**EXERCISE AIM**
Everything in the listing below from the line containing "Target: black skirt" through the line containing "as [[75, 171]]." must be repeated exactly; the remaining lines are not wanted.

**DATA SHOWN**

■ ■ ■ ■ ■ ■ ■

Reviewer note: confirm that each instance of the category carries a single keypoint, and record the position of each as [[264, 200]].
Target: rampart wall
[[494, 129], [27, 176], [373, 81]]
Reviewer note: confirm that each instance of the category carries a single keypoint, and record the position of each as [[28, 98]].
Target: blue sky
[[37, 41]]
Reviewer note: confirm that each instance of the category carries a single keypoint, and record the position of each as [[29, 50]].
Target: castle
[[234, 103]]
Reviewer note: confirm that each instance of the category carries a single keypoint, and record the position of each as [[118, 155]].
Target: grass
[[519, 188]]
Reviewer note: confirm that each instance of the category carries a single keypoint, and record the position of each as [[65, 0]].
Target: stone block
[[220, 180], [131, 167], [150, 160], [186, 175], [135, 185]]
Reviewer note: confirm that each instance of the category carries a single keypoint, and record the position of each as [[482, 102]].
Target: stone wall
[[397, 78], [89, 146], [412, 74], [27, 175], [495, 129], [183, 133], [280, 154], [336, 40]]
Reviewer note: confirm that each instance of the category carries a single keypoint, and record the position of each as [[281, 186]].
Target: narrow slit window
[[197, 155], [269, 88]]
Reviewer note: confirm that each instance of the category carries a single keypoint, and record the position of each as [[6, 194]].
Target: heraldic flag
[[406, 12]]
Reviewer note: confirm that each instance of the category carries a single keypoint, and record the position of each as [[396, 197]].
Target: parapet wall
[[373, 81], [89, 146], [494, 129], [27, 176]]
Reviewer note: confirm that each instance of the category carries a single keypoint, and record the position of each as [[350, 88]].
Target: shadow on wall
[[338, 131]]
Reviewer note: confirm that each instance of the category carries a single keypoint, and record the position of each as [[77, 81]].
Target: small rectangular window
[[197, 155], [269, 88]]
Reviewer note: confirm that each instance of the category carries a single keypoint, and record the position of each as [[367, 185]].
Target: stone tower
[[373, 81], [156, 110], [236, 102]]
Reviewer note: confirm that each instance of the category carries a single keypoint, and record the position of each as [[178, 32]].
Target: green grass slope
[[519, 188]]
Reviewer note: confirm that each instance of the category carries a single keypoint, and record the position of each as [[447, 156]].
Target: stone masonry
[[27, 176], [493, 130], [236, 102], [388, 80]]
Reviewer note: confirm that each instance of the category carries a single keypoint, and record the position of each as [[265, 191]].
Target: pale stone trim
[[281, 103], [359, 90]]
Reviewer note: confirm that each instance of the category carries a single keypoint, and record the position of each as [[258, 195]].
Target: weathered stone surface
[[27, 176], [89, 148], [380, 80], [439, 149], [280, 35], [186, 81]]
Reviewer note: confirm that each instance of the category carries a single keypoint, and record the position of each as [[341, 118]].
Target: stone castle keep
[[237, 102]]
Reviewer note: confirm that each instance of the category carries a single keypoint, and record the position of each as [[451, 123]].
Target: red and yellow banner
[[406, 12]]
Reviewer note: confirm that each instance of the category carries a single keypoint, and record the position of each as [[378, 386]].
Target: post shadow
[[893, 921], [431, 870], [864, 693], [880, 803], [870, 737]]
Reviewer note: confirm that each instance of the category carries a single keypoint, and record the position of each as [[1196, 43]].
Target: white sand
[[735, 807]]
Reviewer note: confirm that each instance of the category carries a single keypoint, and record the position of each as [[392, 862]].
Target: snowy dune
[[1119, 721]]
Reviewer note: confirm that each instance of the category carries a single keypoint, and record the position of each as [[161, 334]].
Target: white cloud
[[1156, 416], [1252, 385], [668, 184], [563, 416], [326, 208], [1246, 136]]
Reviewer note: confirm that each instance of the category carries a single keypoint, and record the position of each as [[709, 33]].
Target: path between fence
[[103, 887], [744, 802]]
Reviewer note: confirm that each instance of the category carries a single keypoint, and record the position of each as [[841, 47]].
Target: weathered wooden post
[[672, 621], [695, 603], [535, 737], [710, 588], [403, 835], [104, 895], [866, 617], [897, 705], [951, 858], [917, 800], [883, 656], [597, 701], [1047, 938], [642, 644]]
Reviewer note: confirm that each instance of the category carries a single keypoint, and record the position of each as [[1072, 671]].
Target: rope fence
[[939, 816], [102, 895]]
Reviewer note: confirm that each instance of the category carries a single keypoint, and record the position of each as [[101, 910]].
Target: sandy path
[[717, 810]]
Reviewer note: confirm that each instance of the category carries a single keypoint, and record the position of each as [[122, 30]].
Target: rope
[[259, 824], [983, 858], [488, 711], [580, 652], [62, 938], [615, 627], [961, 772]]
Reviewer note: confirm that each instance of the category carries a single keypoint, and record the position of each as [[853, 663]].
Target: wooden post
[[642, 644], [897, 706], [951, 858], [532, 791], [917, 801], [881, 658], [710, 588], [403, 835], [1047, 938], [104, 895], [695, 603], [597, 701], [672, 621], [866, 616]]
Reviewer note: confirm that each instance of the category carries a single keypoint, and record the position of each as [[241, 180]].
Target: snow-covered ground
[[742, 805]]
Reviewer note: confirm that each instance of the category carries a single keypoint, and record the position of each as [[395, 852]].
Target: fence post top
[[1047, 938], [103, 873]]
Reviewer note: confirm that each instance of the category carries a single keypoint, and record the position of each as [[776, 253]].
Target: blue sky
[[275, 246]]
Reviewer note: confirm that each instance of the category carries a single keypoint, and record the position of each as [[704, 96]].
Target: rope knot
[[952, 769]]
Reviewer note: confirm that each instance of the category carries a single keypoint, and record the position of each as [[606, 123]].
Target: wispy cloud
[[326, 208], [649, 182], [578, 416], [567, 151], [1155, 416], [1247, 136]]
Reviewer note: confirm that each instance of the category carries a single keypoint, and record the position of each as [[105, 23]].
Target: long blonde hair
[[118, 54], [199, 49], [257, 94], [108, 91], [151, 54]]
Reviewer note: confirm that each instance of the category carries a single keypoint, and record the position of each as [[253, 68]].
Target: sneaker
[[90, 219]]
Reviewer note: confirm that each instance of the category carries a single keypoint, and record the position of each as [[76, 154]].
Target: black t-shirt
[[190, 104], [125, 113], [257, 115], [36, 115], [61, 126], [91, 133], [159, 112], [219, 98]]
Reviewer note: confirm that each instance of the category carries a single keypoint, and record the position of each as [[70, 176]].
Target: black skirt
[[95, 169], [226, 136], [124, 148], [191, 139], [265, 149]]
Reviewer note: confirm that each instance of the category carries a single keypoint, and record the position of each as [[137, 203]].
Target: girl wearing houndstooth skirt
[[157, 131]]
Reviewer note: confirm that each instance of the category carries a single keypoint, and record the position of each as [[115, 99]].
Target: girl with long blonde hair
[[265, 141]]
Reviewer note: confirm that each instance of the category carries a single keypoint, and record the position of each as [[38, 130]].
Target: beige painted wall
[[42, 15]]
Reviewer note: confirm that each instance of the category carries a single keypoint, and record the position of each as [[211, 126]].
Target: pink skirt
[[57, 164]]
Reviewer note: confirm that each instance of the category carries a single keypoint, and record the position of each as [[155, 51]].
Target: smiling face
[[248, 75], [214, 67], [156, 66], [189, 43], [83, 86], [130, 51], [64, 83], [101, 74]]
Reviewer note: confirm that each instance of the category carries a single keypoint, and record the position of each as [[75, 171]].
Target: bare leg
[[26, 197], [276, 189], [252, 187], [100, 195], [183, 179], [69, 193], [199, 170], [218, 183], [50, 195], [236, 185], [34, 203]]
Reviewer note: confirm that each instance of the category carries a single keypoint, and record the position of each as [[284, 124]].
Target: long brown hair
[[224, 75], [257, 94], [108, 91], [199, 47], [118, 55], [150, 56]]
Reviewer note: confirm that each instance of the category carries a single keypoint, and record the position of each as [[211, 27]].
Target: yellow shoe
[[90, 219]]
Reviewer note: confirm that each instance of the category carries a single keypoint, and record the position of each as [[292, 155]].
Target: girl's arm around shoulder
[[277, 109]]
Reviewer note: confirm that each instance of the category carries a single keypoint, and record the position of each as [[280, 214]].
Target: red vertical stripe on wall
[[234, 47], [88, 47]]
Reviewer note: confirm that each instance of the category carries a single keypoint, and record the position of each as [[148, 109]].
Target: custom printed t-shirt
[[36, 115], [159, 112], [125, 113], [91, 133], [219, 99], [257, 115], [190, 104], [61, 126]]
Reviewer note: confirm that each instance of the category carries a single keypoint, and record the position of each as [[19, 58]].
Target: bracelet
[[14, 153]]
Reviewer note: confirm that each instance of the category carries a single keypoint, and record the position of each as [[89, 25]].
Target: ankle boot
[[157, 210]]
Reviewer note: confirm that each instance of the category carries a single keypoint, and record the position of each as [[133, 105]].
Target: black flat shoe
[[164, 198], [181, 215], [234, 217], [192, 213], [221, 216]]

■ ■ ■ ■ ■ ■ ■

**SOLUTION**
Target: black skirt
[[95, 169], [226, 136], [124, 148], [191, 139], [265, 149]]
Reviewer note: confirm that each instance of the category carries a single keypoint, and record the position of each as [[137, 203]].
Target: girl wearing houndstooth skirt
[[157, 131]]
Reviewer note: confirm that each instance of the category carries a single keypoint, and record the position of each as [[115, 99]].
Target: girl with long blonde hair
[[265, 141]]
Reviewer note: confirm that each instance of the category carries a single keypoint, and record the position of each as [[38, 130]].
Target: beige painted wall
[[42, 15]]
Reviewer note: confirm that each instance of the category carries a single keypoint, and record the position of each as [[211, 126]].
Target: pink skirt
[[57, 164]]
Reviewer note: confirm that each instance of the category carries a single keypoint, and record the position of each as [[155, 51]].
Target: smiling face
[[248, 75], [214, 67], [156, 66], [189, 43], [83, 86], [130, 51], [64, 83], [101, 74]]
Reviewer note: confirm that each instance of the category carries a single keypoint, and record the position of each as [[75, 171]].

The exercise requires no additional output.